▶ DOCUMENT SECTION:
----------
Nodes View

The Nodes view provides comprehensive node monitoring and management with visual resource utilization, state tracking, and SSH integration.

Nodes Demo

Nodes view showing resource usage, node states, and grouping capabilities

Overview

The Nodes view displays all compute nodes in your cluster with real-time resource usage visualization, state information, and administrative actions like drain/resume and SSH access.

Table Columns

Column	Description
Node Name	Node identifier
State	Color-coded node status
Partitions	Associated partition names
CPU Usage	Dual visual bar with allocated vs. actual usage
Memory Usage	Dual visual bar with allocated vs. actual usage
CPU Total	Total available CPUs
Memory Total	Total available memory
Features	Node feature tags
Reason	Drain reason or status message

Node States

Node states are color-coded for quick identification:

State	Color	Description
IDLE	Green	Available for work
ALLOCATED	Cyan	Fully assigned to jobs
MIXED	Yellow	Partially allocated
DOWN	Red	Unavailable/offline
DRAIN	Orange	Being drained
IDLE+DRAIN	Orange	Idle but draining
COMPLETING	Blue	Jobs completing
RESERVED	Magenta	Reserved

Resource Usage Visualization

CPU and Memory columns show dual-bar visualizations:


CPU: ████████░░░░░░░░ 8/16 (Load: 7.5)
     ^^^^^^^^          Actual usage (solid █)
             ░░░░░░    Allocated but unused (hollow □)
                   ···· Free (dots ·)
----------
▶ INFORMATION PROVIDED:
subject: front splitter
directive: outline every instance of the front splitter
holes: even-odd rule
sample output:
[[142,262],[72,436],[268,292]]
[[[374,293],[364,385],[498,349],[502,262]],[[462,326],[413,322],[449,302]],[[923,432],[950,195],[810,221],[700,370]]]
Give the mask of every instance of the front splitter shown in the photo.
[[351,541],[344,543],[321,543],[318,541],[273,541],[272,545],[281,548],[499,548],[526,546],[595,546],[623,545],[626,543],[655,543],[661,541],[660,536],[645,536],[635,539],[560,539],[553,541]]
----------
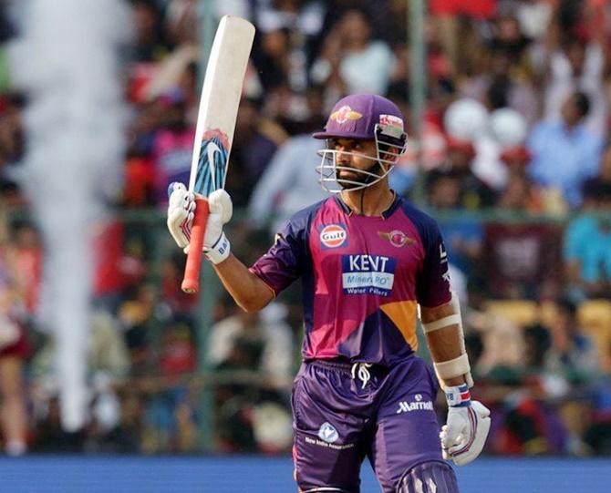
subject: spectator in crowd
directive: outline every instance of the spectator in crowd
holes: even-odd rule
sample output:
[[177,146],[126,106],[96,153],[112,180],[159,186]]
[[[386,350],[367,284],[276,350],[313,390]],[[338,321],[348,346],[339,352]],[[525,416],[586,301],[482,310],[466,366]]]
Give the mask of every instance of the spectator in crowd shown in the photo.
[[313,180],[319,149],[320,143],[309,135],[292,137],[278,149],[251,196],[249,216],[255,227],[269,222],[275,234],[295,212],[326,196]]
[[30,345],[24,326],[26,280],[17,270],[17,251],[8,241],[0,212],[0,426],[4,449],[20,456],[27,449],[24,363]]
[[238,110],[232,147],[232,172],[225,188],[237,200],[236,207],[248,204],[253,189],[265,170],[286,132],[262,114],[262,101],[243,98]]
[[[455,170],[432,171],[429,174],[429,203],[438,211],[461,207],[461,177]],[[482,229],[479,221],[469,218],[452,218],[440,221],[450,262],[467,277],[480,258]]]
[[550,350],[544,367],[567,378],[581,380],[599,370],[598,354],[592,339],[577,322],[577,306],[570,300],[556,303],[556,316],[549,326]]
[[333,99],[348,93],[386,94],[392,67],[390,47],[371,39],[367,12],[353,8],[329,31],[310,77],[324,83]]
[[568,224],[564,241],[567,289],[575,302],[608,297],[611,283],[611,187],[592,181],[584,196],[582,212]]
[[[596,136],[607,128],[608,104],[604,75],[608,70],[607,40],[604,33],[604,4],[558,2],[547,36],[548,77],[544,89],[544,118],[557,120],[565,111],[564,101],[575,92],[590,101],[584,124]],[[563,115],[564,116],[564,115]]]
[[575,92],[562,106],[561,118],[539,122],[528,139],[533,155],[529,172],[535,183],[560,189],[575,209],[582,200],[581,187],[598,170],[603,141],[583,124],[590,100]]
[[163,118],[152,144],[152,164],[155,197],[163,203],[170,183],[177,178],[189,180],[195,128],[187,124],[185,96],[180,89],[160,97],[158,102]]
----------
From the Nodes view page above, write out the passage between "The Nodes view displays" and "and SSH access.", inclusive, word for word.

▶ TASK OUTPUT:
The Nodes view displays all compute nodes in your cluster with real-time resource usage visualization, state information, and administrative actions like drain/resume and SSH access.